Ayatekla Kilisesi Silifke

 

Kartal yuvasını andıran Kale surları üzerinden Göksu Nehri ve deltasının çevresinde gelişmiş olan Silifke’nin, panoramik ve doyumsuz manzarasını seyrettikten sonra kaleden iniyorum. Başta Meryemlik olarak da bilinen Ayatekla Kilisesi olmak üzere, Atatürk Evi-Etnografya Müzesi ve Roma tapınağını görmek istiyorum. İnönü Bulvarı’na giriyorum. Bir süre sonra sol tarafta Atatürk Evi-Etnografya Müzesi, sağ tarafta da Roma Tapınağı Müzesini görüyorum…

Önce Atatürk Evi-Etnografya Müzesi’ne yöneliyorum. Saray Mahallesi’nde, İnönü Bulvarı’na çıkan 137. Sokak içinde bulunan Atatürk Evi bahçe içinde iki katlı kâgir bir yapı… Atatürk’ün 25 Ocak 1925 Salı günü Silifke’ye geldiğinde misafir edildiği ev müzeye dönüştürülmüş. O tarihlerde Silifke Belediye Reisi Hacı Hulusi Efendi’ye ait bir evmiş. Varislerine intikal etmiş olan bu tarihi ev, 1982 yılında Kültür ve Turizm Bakanlığı Eski Eserler ve Müzeler Genel Müdürlüğü tarafından kamulaştırılmış. 1983 yılında başlayan onarım ve yenileme çalışmaları 1986 yılında tamamlanmış ve müze olarak hizmete girmiş.

Müzeye giriyorum. Alt katında İlçe Halk Kütüphanesi ve idare bölümleri yer almış. Duvarlarındaki panolarda, Atatürk’ün Silifke’yi ziyaretleriyle ilgili fotoğrafları var. Üst kata çıkıyorum. Bu bölüm Atatürk Evi ya da müze-ev olarak düzenlenmiş. Klasik Osmanlı evlerinde görüldüğü gibi, merkezde herkesin toplanabileceği bir sofa bulunmakta… Bu sofaya açılan misafir odası, oturma odası ile ona bağlantılı namaz odası, mutfak ve mutfağa bağlantılı iş odası bulunuyor. Odalar, o dönemin ve yörenin özelliklerini yansıtacak eşyalarla bezenmiş. Bir başka deyişle, küçük ve sınırlı bir etnografya müzesi görünümü kazandırılmış.

◆ **Kaynak Veriler**
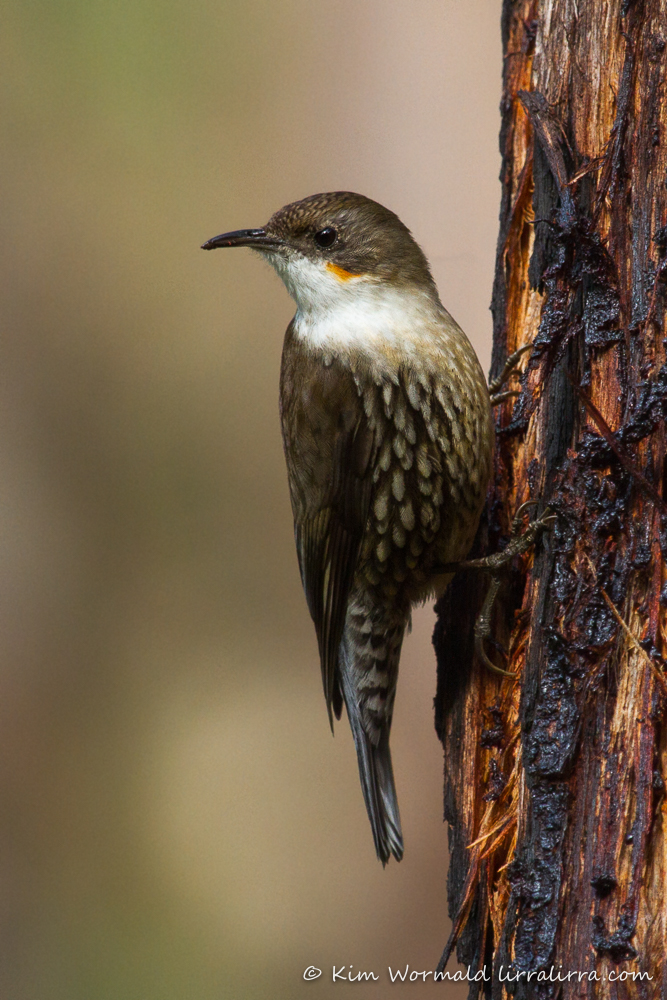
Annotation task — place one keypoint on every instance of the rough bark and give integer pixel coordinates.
(554, 781)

◆ **Çözülecek Sorular**
(1) Lütfen Silifke metnine göre şu soruları yanıtla:
(a) Atatürk Silifke'ye hangi gün ve tarihte gelmiş?
(b) Ev 1982 yılında hangi kurum tarafından kamulaştırılmış?
(c) Müzenin alt katında neler yer alıyor?
(2) Silifke metninde "Müzeye giriyorum. Alt" sözlerinden "müzesi görünümü kazandırılmış." sözlerine kadar olan kısmı, "misafir odası" ifadesini "konuk odası" ile değiştirerek yeniden yaz.

◆ **Beklenen Yanıtlar**
(1)
(a) 25 Ocak 1925 Salı günü.
(b) Kültür ve Turizm Bakanlığı Eski Eserler ve Müzeler Genel Müdürlüğü.
(c) İlçe Halk Kütüphanesi ve idare bölümleri.

(2)
Müzeye giriyorum. Alt katında İlçe Halk Kütüphanesi ve idare bölümleri yer almış. Duvarlarındaki panolarda, Atatürk’ün Silifke’yi ziyaretleriyle ilgili fotoğrafları var. Üst kata çıkıyorum. Bu bölüm Atatürk Evi ya da müze-ev olarak düzenlenmiş. Klasik Osmanlı evlerinde görüldüğü gibi, merkezde herkesin toplanabileceği bir sofa bulunmakta… Bu sofaya açılan konuk odası, oturma odası ile ona bağlantılı namaz odası, mutfak ve mutfağa bağlantılı iş odası bulunuyor. Odalar, o dönemin ve yörenin özelliklerini yansıtacak eşyalarla bezenmiş. Bir başka deyişle, küçük ve sınırlı bir etnografya müzesi görünümü kazandırılmış.